Start of Page extract

In this Destination Guide you will find information for : Paris
♦Currency: Euro €
♦Zone: +1 GMT
♦Phone Code: +33
♦Best time to visit: March-November
♦Must eat: Bakery pastries and crepes
♦Must drink: Champagne/ wine
♦Don't miss: The Eiffel Tower
Getting there and transportation: France and it's capital, Paris, are one of the top tourism destinations worldwide. There are plenty of ways of getting to France, by Air, road, trains and ships around Europe. When coming from another continent, Air France is the national airline and provides links to every corner of the globe, from New York and Los Angeles to Buenos Aires, Tokyo or Singapore, just a few of the direct flights viable. If you are coming from Australia, New Zealand or other Pacific Islands you will need to make at least one stop. However, France is well connected by air to North America, Canada, The Caribbean, South America, The Middle East and Asia with daily links to most destinations. As well for low cost travel within Europe, there are multiple airlines offering good fares when you book in advance; EasyJet, Ryanair, Vueling or Transavia are some for example.
France is situated in Western Europe, boarding Spain, Belgium, Luxembourg, Germany, Switzerland and Italy. It's no surprise that when travelling in Europe you can opt to drive around many of these countries and combine a multi city trip around France and the neighbouring countries. Rail transportation is very reliable and comfortable and fast, thanks to the TGV, France High Speed Rail company. You can travel between many European capitals and Paris and main cities in France in just a few hours thanks to the TGV. There is also intercity trains as well as local trains serving smaller cities and towns, for them you don't need to book in advance but checking online for timetables and prices is always advised.

End of Page extract

### What is needed
Answer from the Paris guide:
1. What currency does it list?
2. Which airline does it call France's national airline?
3. What high-speed rail service does it name?
Use only the Paris guide to answer.

Start of Stored data

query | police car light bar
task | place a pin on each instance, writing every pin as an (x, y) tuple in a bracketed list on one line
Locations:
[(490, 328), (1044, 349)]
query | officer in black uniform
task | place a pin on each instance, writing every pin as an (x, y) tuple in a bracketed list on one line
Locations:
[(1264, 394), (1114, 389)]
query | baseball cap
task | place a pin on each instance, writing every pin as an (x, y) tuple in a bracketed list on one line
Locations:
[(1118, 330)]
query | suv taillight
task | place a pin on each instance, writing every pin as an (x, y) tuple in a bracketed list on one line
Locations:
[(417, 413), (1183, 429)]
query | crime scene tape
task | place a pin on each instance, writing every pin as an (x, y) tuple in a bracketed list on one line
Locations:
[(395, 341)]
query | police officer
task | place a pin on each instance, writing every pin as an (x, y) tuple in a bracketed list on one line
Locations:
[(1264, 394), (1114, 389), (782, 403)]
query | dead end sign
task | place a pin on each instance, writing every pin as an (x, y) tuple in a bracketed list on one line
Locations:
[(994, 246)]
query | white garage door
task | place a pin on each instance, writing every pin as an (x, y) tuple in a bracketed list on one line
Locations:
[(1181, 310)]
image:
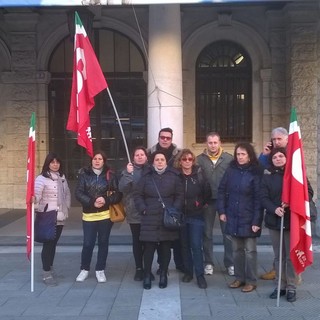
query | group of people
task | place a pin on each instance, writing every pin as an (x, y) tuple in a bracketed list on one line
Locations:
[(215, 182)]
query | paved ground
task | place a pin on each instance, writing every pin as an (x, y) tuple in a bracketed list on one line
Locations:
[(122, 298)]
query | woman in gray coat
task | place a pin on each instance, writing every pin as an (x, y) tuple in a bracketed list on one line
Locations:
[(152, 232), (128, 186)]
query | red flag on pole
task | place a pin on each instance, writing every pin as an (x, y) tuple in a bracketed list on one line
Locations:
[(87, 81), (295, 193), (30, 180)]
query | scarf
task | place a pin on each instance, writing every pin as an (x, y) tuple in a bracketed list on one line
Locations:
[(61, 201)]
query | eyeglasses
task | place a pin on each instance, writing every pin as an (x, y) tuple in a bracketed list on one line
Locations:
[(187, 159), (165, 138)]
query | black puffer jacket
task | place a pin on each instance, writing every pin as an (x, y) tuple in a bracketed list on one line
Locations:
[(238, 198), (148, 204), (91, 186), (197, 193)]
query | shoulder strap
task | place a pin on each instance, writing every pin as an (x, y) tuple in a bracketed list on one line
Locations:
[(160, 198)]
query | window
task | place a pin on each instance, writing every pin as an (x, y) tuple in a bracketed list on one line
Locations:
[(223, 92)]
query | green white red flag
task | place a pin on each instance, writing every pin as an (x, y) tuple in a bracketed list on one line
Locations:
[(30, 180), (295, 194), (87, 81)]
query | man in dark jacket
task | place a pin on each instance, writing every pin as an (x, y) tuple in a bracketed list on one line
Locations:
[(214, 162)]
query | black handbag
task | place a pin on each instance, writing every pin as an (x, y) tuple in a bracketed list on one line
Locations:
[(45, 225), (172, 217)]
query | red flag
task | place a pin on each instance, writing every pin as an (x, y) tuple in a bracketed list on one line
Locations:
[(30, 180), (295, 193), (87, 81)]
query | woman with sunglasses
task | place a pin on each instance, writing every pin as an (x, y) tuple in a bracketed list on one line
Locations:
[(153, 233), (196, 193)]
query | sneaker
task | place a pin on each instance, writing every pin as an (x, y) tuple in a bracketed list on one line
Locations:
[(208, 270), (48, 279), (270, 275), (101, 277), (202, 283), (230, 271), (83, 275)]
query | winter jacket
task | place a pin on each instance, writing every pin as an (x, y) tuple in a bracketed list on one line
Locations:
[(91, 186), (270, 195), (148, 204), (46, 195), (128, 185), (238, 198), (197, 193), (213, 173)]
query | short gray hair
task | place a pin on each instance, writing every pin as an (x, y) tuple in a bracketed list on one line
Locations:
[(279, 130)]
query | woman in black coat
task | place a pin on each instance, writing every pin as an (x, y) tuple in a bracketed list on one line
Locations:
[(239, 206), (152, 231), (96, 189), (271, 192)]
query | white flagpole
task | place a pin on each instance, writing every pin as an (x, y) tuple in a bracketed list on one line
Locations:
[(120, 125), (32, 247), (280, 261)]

End of Stored data
Start of Stored data

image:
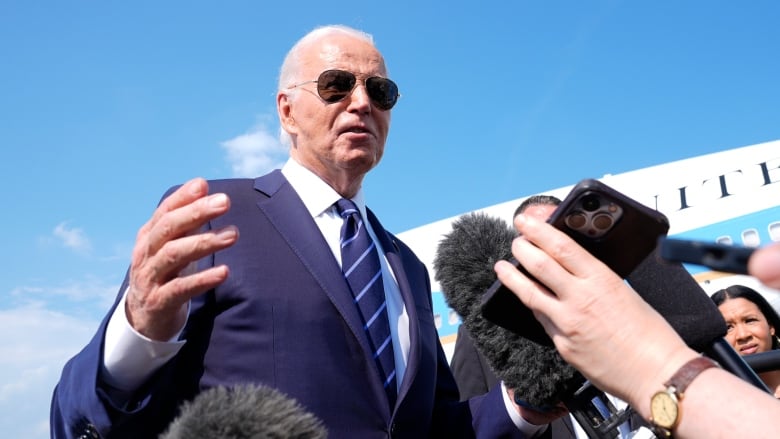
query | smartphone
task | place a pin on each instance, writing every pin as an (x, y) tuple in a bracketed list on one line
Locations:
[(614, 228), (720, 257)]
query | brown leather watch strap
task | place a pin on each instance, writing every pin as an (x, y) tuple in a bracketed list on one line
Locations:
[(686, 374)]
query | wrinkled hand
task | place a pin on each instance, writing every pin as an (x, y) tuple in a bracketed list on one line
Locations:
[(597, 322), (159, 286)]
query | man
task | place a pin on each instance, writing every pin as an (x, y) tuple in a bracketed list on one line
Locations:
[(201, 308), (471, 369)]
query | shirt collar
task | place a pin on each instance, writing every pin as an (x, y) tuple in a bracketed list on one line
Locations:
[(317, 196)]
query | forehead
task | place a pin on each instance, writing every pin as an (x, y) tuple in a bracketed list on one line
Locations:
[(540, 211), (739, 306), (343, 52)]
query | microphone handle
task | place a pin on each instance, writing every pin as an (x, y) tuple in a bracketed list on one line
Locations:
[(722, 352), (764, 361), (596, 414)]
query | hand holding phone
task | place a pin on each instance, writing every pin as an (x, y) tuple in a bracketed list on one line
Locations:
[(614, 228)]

End of Stored data

### Full solution
1. Euro (€)
2. Air France
3. The TGV